*** Block opens ***
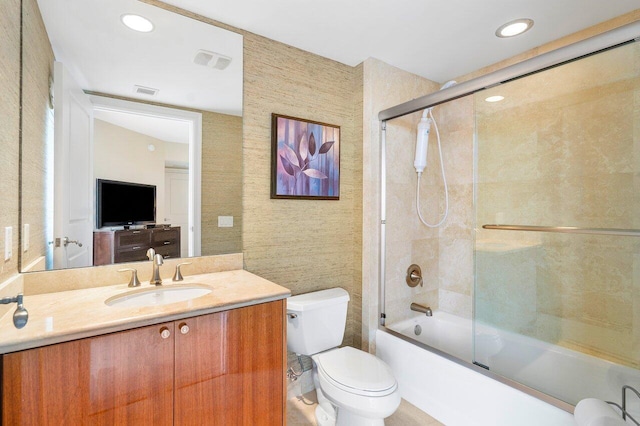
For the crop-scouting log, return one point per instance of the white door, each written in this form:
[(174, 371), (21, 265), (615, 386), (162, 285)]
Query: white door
[(73, 173), (176, 209)]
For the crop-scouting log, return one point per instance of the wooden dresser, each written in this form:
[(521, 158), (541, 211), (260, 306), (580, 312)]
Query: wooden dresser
[(131, 245)]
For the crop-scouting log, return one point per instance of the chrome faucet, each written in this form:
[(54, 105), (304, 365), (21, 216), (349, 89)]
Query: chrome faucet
[(422, 309), (157, 261)]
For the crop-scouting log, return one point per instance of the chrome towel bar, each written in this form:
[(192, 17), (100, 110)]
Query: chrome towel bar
[(567, 230)]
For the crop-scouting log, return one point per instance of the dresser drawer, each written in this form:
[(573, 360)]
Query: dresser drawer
[(138, 237)]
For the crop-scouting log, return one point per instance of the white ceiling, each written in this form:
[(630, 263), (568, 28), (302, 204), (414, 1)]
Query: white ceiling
[(176, 131), (105, 56), (439, 40)]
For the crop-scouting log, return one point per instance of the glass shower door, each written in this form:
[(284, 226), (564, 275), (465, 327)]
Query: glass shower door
[(557, 311)]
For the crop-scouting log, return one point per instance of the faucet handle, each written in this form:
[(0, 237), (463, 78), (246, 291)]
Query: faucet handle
[(178, 275), (151, 253), (134, 281)]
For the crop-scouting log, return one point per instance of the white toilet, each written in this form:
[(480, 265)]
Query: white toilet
[(354, 387)]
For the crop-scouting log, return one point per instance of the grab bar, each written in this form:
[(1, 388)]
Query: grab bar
[(567, 230)]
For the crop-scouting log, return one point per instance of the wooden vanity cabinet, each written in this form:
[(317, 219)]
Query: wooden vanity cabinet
[(225, 368)]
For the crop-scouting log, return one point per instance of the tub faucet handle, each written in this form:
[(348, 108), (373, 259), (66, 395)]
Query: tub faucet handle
[(422, 309), (414, 276)]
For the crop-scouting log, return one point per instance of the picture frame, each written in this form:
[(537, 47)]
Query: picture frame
[(305, 159)]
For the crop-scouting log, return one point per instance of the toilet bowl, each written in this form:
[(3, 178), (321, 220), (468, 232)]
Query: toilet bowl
[(353, 387)]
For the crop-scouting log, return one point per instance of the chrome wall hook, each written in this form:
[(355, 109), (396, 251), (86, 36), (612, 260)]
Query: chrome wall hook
[(21, 315)]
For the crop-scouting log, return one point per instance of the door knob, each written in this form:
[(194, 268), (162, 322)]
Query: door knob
[(66, 241), (184, 328), (165, 333)]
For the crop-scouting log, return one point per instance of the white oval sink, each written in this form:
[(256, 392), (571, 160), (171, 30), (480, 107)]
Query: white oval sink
[(157, 296)]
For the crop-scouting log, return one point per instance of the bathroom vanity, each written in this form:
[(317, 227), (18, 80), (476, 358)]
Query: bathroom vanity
[(215, 359)]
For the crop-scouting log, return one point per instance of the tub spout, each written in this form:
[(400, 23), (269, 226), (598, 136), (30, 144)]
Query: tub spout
[(421, 308)]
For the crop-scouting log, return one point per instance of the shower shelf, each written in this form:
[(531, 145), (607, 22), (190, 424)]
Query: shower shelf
[(567, 230)]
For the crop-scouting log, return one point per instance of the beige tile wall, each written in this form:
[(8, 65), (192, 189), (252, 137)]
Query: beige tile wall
[(571, 162), (300, 244), (454, 239), (304, 245), (386, 86), (9, 130), (37, 114), (221, 182)]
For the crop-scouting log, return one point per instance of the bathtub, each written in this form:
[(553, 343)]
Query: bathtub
[(455, 394)]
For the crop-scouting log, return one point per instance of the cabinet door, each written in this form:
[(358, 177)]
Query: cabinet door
[(119, 378), (230, 367)]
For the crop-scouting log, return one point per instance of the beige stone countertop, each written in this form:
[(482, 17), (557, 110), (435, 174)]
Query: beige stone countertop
[(69, 315)]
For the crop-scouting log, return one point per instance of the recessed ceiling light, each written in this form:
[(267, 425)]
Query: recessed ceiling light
[(137, 23), (514, 28), (496, 98)]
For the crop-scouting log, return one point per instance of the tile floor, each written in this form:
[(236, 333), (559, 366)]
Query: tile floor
[(300, 412)]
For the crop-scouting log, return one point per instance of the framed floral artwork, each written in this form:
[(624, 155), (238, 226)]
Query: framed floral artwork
[(305, 159)]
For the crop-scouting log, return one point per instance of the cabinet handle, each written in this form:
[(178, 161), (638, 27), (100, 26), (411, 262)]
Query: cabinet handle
[(165, 333)]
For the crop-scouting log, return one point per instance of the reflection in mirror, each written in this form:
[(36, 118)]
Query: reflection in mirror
[(104, 103)]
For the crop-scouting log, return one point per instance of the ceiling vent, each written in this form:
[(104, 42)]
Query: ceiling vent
[(146, 91), (212, 59)]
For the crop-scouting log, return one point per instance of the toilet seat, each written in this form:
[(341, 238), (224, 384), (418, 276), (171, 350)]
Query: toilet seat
[(356, 372)]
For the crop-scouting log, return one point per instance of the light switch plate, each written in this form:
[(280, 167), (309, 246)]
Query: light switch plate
[(8, 242), (225, 221), (25, 237)]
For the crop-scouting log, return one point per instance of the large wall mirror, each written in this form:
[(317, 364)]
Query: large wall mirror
[(116, 122)]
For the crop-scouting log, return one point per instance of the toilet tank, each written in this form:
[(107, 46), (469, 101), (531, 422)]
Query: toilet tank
[(316, 320)]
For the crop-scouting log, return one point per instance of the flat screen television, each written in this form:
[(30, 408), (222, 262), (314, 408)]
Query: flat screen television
[(125, 203)]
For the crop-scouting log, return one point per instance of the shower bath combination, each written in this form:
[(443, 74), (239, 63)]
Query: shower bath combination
[(420, 160)]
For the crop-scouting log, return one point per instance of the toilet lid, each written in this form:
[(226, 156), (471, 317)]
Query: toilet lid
[(356, 369)]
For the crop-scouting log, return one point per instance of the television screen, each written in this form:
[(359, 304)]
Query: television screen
[(125, 203)]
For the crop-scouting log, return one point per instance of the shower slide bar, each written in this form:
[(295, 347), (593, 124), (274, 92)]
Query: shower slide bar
[(567, 230)]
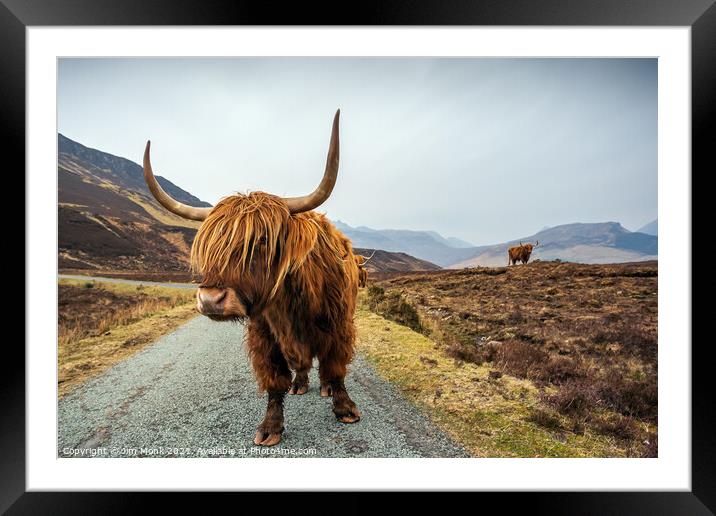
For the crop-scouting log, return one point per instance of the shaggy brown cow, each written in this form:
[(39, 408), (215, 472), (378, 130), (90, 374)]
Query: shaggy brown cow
[(290, 275), (520, 253), (362, 271)]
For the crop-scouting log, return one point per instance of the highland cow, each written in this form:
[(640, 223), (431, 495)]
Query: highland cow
[(290, 275), (362, 271), (520, 253)]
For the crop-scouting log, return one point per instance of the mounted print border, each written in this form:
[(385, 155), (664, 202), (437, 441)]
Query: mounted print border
[(16, 16)]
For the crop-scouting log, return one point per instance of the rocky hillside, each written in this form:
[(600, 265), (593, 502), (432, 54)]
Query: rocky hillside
[(384, 261), (606, 242), (107, 218)]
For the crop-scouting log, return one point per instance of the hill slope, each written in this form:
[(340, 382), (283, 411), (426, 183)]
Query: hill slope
[(426, 245), (384, 261), (107, 219), (652, 228), (606, 242)]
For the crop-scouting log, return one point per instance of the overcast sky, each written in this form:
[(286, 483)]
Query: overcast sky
[(483, 149)]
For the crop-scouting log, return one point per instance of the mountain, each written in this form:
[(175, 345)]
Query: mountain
[(426, 245), (384, 261), (107, 219), (652, 228), (605, 242)]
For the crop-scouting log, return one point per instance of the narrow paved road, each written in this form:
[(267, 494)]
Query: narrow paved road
[(192, 393)]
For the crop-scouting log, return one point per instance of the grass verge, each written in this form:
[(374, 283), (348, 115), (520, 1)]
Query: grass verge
[(103, 323)]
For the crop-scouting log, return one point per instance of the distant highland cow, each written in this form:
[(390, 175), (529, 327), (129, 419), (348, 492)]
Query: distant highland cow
[(291, 275), (362, 271), (520, 253)]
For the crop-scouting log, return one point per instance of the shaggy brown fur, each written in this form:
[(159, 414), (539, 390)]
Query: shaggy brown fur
[(520, 253), (294, 278)]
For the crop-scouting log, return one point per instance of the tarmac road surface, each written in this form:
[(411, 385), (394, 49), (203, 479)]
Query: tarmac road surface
[(193, 394)]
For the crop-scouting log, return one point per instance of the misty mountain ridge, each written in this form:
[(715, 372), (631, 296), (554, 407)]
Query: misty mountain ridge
[(108, 217), (601, 242), (652, 228)]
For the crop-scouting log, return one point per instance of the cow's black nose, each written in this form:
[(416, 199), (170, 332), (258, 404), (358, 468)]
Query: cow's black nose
[(210, 300)]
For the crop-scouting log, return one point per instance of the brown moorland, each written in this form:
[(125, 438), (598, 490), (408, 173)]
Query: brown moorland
[(584, 335)]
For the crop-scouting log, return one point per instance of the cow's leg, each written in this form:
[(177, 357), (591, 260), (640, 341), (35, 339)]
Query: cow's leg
[(273, 376), (300, 381), (332, 371)]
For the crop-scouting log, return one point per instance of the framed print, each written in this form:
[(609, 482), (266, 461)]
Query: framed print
[(446, 249)]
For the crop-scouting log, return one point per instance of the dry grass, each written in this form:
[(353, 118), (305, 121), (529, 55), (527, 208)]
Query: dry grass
[(489, 414), (583, 335), (103, 323)]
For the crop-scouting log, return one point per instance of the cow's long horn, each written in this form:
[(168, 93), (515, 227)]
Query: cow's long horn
[(181, 209), (320, 194)]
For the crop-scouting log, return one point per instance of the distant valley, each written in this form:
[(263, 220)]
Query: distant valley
[(108, 220)]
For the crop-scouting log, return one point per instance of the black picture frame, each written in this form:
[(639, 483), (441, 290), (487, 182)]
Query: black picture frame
[(700, 15)]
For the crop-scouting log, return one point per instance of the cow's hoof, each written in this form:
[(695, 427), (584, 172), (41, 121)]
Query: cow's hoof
[(298, 389), (266, 439), (326, 391), (347, 414)]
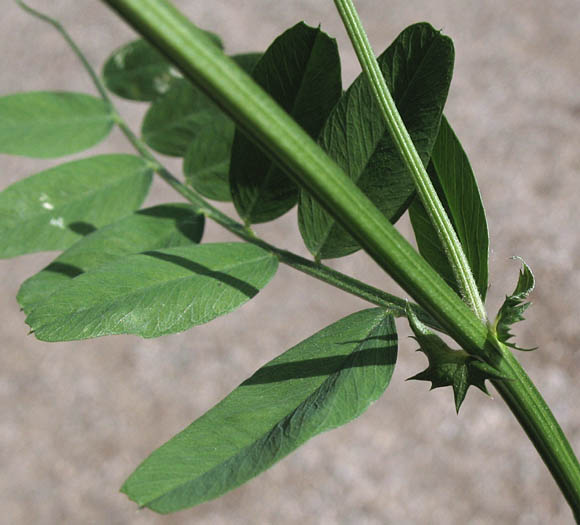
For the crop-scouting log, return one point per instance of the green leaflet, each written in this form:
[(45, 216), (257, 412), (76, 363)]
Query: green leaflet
[(456, 186), (324, 382), (47, 124), (55, 208), (154, 293), (417, 68), (174, 120), (137, 71), (447, 367), (206, 164), (163, 226), (301, 71), (514, 306)]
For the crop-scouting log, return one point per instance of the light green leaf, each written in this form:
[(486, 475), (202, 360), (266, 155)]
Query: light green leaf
[(514, 306), (456, 186), (447, 367), (163, 226), (44, 124), (301, 71), (175, 119), (55, 208), (322, 383), (154, 293), (417, 68), (137, 71), (206, 165)]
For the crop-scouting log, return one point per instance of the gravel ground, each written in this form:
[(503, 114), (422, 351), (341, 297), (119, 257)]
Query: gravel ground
[(78, 417)]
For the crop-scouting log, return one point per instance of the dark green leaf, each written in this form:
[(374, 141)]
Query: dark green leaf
[(44, 124), (206, 165), (301, 71), (417, 68), (175, 119), (154, 228), (137, 71), (320, 384), (456, 186), (447, 367), (154, 293), (55, 208), (514, 306)]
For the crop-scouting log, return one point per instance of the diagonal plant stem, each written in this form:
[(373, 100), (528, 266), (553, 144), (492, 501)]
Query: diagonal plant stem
[(324, 273), (407, 150), (266, 123), (262, 119)]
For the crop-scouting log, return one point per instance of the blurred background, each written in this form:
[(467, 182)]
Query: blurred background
[(77, 418)]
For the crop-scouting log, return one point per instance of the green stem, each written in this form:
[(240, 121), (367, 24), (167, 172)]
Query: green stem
[(424, 186), (285, 141), (538, 422), (254, 111), (394, 304)]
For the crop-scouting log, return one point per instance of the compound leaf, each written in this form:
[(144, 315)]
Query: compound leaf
[(154, 293), (514, 306), (174, 120), (47, 124), (137, 71), (301, 71), (417, 68), (206, 164), (456, 186), (163, 226), (55, 208), (324, 382)]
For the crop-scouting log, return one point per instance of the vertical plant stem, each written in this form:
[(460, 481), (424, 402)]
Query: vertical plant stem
[(407, 150), (286, 142)]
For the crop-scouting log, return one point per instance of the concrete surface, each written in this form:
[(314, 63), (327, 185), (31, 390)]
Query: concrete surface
[(76, 418)]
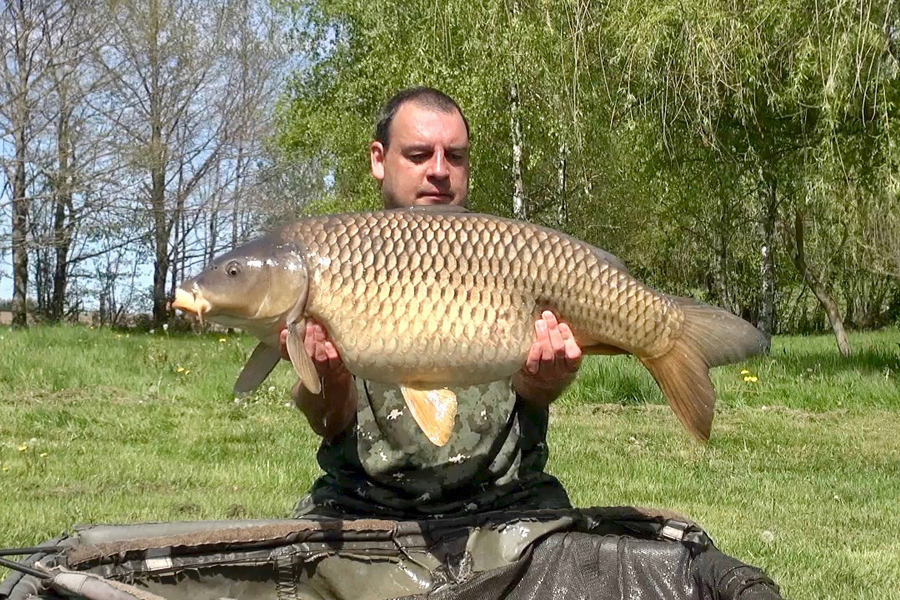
*** Block closes ***
> _Your objective_
Copy the lines starting at the line that contains "of the concrete" and running to the final line of the entries, inclusive; omit all pictures.

> _Solution to the problem_
For the crop-scouting log, return one point per instance of the concrete surface, each written in this form:
[(314, 63), (327, 185), (31, 390)]
Query: concrete surface
[(76, 418)]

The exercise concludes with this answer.